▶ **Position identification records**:
* * *

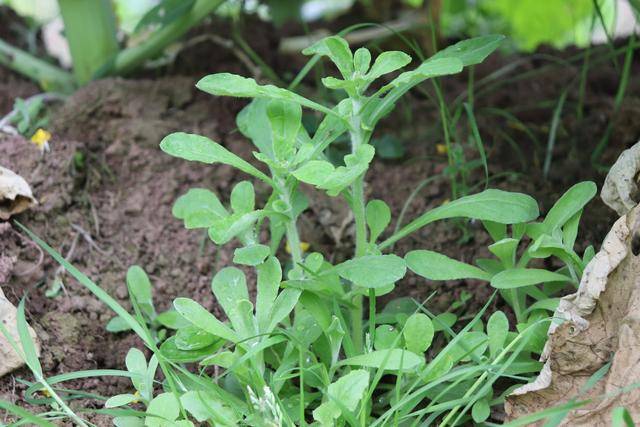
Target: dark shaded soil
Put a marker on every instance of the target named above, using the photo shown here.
(106, 190)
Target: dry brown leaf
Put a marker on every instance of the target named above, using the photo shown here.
(15, 194)
(601, 324)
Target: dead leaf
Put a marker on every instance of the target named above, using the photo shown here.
(620, 189)
(15, 194)
(601, 324)
(9, 360)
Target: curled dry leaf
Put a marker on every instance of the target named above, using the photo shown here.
(9, 360)
(620, 190)
(601, 324)
(15, 194)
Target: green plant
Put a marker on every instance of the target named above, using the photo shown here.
(91, 30)
(303, 352)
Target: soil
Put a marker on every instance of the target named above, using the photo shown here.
(105, 190)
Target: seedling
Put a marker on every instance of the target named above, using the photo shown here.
(301, 353)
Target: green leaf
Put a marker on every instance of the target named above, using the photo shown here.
(314, 172)
(120, 400)
(393, 360)
(199, 208)
(418, 333)
(191, 337)
(285, 119)
(230, 287)
(497, 330)
(269, 278)
(362, 60)
(435, 266)
(471, 51)
(140, 289)
(164, 407)
(225, 84)
(491, 205)
(505, 251)
(201, 149)
(243, 198)
(205, 406)
(337, 49)
(386, 337)
(481, 410)
(372, 271)
(519, 277)
(200, 317)
(346, 392)
(283, 306)
(251, 255)
(378, 216)
(571, 202)
(388, 62)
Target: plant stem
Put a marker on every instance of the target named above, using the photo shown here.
(48, 76)
(358, 208)
(129, 59)
(90, 28)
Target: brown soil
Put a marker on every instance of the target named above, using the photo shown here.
(106, 190)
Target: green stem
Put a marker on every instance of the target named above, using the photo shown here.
(48, 76)
(90, 28)
(129, 59)
(358, 208)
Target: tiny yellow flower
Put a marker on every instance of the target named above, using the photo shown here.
(441, 149)
(41, 139)
(304, 246)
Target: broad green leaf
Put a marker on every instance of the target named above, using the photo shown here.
(201, 149)
(229, 286)
(356, 164)
(471, 51)
(393, 360)
(505, 251)
(362, 60)
(164, 407)
(314, 172)
(435, 266)
(388, 62)
(387, 336)
(346, 392)
(251, 255)
(193, 338)
(373, 271)
(200, 317)
(225, 229)
(269, 278)
(569, 204)
(120, 400)
(519, 277)
(418, 333)
(140, 288)
(285, 119)
(225, 84)
(497, 330)
(243, 198)
(491, 205)
(337, 49)
(170, 351)
(198, 208)
(378, 216)
(427, 70)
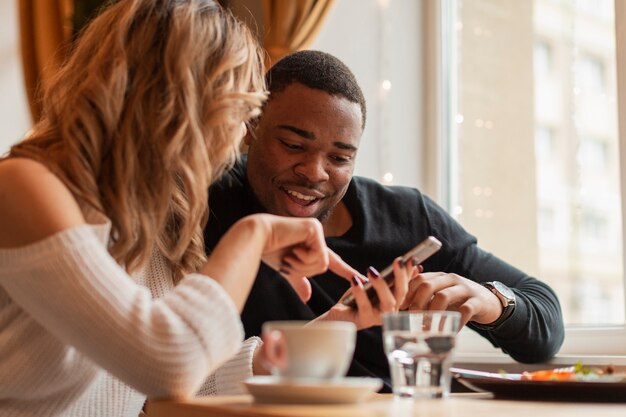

* * *

▶ **EXERCISE INSTRUCTIONS**: How many lines in the records above contain the string "stem"? Reply with the number alone.

▶ **EXPECTED ANSWER**: 2